## Assignment
For this exercise, repeat each entry exactly as written.

## Supplied information
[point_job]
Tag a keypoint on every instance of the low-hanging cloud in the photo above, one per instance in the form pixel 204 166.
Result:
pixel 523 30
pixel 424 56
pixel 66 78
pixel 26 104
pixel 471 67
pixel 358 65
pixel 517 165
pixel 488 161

## Response to the exercise
[point_job]
Tag a keypoint on every instance of the low-hanging cloud in the photo above, one per instance in the form pixel 204 166.
Result:
pixel 523 30
pixel 424 56
pixel 66 78
pixel 26 104
pixel 471 67
pixel 358 65
pixel 517 165
pixel 488 161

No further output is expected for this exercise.